== EXCERPTED DATA

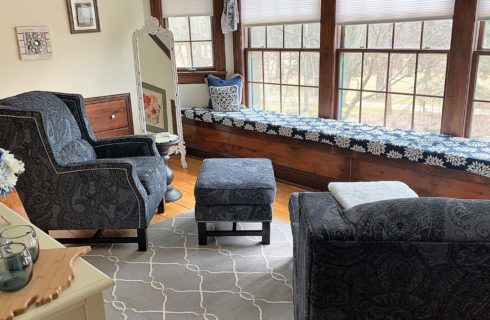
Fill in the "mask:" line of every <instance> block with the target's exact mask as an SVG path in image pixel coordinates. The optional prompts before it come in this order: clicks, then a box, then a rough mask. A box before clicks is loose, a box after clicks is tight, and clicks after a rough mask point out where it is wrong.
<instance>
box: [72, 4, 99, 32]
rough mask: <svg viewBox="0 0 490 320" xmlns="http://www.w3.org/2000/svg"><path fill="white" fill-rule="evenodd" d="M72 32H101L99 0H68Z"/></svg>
mask: <svg viewBox="0 0 490 320" xmlns="http://www.w3.org/2000/svg"><path fill="white" fill-rule="evenodd" d="M66 4H67V6H68V18H69V19H70V30H71V33H87V32H100V24H99V10H98V8H97V0H66Z"/></svg>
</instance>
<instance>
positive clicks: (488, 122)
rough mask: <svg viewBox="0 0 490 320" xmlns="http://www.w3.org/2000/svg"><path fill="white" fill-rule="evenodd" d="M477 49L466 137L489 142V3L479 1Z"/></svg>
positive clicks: (475, 54)
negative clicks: (466, 134)
mask: <svg viewBox="0 0 490 320" xmlns="http://www.w3.org/2000/svg"><path fill="white" fill-rule="evenodd" d="M479 17H480V19H481V21H480V23H479V32H478V40H477V49H476V50H475V52H474V56H473V63H474V67H473V83H472V89H473V92H470V94H472V97H473V99H472V101H471V102H470V104H471V105H470V108H469V110H471V113H470V119H469V120H470V124H471V126H470V127H469V130H468V131H469V132H468V135H469V136H470V137H472V138H482V139H487V140H490V125H489V123H490V1H488V0H482V1H480V10H479Z"/></svg>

====

• **REQUIREMENT**
Can you turn everything from the line containing "</instance>" down to the end of the items into a Markdown table with the columns Row and Line, leaving out blank lines?

• **WRITTEN SOLUTION**
| Row | Line |
|---|---|
| 1 | </instance> |
| 2 | <instance> |
| 3 | positive clicks: (488, 122) |
| 4 | rough mask: <svg viewBox="0 0 490 320" xmlns="http://www.w3.org/2000/svg"><path fill="white" fill-rule="evenodd" d="M477 49L466 137L489 142V3L479 1Z"/></svg> |
| 5 | positive clicks: (475, 54) |
| 6 | negative clicks: (466, 134) |
| 7 | mask: <svg viewBox="0 0 490 320" xmlns="http://www.w3.org/2000/svg"><path fill="white" fill-rule="evenodd" d="M479 17H480V19H481V21H480V23H479V32H478V40H477V49H476V50H475V52H474V56H473V63H474V67H473V83H472V89H473V92H470V94H472V97H473V99H472V101H471V102H470V104H471V105H470V108H469V110H471V113H470V119H469V120H470V124H471V126H470V127H469V130H468V131H469V132H468V135H469V136H470V137H472V138H482V139H487V140H490V125H489V123H490V1H488V0H482V1H480V10H479Z"/></svg> |